Do this. In the records below, take the lines from the one containing "Would you mind marking the ceiling in" through the end of the records and give them again with "ceiling" replaced by "roof", changing nothing else.

Records to use.
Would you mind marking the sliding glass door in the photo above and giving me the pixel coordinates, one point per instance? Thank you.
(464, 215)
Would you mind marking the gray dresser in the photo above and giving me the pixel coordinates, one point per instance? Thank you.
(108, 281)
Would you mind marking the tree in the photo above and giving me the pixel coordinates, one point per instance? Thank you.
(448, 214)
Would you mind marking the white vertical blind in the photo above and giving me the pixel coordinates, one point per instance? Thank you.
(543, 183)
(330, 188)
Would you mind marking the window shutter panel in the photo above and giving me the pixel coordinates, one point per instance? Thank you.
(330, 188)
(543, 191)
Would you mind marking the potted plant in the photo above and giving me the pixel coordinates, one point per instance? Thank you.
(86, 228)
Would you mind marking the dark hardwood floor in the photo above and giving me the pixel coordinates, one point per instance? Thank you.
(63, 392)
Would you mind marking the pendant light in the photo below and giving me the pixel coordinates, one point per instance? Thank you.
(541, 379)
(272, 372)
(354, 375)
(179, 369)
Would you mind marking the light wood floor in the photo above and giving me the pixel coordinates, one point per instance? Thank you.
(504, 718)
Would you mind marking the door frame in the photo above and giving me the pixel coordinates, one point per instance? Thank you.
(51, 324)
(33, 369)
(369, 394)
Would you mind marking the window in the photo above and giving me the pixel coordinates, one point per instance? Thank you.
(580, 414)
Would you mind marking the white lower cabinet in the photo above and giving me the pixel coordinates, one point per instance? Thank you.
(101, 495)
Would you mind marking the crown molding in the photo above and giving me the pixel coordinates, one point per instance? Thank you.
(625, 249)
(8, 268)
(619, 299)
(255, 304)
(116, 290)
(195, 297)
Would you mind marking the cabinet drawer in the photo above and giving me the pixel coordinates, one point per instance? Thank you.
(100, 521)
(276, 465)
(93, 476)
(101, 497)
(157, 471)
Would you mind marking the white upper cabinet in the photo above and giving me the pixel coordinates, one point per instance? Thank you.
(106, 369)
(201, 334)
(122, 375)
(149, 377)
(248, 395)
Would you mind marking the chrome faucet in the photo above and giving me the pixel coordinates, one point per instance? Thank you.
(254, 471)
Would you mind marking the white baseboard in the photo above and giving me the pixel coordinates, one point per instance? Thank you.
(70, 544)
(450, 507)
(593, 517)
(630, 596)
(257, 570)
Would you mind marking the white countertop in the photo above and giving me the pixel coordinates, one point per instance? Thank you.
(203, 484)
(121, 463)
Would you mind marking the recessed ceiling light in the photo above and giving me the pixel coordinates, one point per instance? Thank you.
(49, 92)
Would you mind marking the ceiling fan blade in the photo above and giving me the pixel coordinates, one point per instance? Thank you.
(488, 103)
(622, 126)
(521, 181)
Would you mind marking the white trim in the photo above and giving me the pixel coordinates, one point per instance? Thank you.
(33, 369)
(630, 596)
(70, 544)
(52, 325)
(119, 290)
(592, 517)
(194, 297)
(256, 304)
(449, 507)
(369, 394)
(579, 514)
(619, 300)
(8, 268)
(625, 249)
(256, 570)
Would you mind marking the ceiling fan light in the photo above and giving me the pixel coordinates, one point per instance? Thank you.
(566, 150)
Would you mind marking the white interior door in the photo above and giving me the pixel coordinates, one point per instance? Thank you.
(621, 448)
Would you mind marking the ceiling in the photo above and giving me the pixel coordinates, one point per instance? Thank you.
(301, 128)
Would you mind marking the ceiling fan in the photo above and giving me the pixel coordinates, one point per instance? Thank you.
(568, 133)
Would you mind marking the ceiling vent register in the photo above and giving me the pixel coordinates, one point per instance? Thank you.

Task solution.
Would you mind marking the roof in the photo above and giving me the pixel coordinates, one point per instance? Thank you.
(301, 128)
Would you mind marking the roof fan in the photo above and giving me the pixel coordinates, one point per instance? Thank you.
(568, 133)
Would you mind marking the roof vent register in the photo above and giving me the pixel coordinates, one point per instance? Thank you.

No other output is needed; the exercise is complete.